[Dataset rows on where objects are located]
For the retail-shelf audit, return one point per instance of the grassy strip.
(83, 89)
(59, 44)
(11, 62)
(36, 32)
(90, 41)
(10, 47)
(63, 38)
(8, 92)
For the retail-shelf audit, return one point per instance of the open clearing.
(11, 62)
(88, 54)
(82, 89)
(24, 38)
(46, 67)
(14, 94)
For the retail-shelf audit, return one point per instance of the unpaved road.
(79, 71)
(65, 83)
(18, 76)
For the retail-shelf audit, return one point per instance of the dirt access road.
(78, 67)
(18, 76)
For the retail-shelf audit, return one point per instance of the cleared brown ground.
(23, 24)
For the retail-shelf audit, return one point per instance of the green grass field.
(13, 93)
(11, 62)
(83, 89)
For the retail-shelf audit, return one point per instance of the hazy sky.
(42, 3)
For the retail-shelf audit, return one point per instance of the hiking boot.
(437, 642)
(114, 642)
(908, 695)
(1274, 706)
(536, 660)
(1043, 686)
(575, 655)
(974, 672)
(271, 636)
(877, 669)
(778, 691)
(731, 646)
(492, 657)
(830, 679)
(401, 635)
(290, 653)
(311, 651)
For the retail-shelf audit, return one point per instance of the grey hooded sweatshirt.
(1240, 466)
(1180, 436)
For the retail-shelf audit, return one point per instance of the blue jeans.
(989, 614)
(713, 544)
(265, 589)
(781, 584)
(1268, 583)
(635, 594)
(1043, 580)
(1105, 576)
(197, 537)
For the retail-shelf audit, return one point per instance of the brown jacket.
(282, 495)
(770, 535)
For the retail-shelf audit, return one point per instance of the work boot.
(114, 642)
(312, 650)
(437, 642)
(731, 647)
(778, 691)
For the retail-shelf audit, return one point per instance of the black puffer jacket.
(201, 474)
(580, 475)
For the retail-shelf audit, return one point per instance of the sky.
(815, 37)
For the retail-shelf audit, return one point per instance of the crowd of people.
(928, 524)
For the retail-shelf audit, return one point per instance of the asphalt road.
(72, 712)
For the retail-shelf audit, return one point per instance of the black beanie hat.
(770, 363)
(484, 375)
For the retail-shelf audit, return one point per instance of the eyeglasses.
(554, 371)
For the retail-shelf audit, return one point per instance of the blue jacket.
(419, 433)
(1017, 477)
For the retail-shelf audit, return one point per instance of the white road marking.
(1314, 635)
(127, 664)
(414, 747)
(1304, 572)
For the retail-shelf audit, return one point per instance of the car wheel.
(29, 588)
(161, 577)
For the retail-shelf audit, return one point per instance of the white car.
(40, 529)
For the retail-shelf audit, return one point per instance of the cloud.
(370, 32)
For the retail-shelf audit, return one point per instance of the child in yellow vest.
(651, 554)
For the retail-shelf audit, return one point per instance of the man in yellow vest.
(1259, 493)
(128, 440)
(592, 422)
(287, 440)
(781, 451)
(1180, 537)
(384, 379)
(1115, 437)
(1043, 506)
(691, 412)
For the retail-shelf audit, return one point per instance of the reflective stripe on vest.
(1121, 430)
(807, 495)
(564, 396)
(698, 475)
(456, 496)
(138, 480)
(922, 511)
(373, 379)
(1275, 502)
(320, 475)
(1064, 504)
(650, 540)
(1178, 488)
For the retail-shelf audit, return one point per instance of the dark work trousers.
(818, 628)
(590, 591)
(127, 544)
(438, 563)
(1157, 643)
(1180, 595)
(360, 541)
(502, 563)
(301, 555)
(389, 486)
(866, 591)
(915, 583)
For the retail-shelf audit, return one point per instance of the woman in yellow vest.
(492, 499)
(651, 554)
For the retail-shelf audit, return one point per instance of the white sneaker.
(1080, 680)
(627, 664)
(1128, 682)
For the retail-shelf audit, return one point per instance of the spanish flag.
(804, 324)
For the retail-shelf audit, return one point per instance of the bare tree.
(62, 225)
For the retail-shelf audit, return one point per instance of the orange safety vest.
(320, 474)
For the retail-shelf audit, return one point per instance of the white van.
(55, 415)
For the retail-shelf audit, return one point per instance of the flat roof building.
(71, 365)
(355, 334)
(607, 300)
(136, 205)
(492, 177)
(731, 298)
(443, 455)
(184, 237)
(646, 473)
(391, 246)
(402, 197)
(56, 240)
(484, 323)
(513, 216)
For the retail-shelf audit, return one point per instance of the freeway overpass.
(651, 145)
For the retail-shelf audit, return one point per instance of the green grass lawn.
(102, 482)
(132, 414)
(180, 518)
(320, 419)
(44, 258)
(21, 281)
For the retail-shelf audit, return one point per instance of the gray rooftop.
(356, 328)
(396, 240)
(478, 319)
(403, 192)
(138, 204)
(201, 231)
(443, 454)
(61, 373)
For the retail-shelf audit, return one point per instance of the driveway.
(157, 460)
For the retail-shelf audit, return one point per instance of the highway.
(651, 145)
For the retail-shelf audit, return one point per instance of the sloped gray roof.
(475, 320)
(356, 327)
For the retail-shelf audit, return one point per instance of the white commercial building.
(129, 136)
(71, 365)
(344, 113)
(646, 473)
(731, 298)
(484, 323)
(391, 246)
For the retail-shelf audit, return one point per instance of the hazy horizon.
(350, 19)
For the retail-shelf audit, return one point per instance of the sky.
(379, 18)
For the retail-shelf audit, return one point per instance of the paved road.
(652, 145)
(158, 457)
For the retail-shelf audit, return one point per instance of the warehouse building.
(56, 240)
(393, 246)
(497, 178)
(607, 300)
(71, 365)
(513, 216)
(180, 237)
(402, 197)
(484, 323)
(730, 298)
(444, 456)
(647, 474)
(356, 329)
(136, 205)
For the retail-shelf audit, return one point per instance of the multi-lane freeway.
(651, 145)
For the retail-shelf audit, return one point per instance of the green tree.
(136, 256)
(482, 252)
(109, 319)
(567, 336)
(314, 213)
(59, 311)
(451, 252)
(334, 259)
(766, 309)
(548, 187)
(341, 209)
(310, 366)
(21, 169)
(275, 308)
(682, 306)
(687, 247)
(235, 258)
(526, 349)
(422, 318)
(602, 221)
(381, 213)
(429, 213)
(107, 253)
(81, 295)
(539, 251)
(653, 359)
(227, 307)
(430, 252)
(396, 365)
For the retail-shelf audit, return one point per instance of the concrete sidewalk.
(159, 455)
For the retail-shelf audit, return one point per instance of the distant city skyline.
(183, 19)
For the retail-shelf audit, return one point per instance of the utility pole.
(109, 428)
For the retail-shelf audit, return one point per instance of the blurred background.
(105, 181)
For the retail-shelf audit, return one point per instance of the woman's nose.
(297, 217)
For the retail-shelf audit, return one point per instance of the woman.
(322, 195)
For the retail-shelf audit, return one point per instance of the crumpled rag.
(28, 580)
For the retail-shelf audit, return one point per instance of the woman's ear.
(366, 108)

WHAT NEEDS TO BE DONE: Rewrite every line from the one containing "the blurred background." through the end of the items, keeping the requests. Add -15 to each coordinate in the answers.

RESPONSE BELOW:
For the retail-shelf audit, return one point per instance of the blurred background.
(90, 166)
For the retail-shelf audit, return one point per instance of the woman's nose.
(282, 202)
For the retail-shelf audit, return one point per instance of the woman.
(307, 180)
For the retail-shelf audit, return one point per instance of the crumpled rag.
(13, 565)
For the retail-shelf audit, return one point per instance of the woman's ear.
(351, 93)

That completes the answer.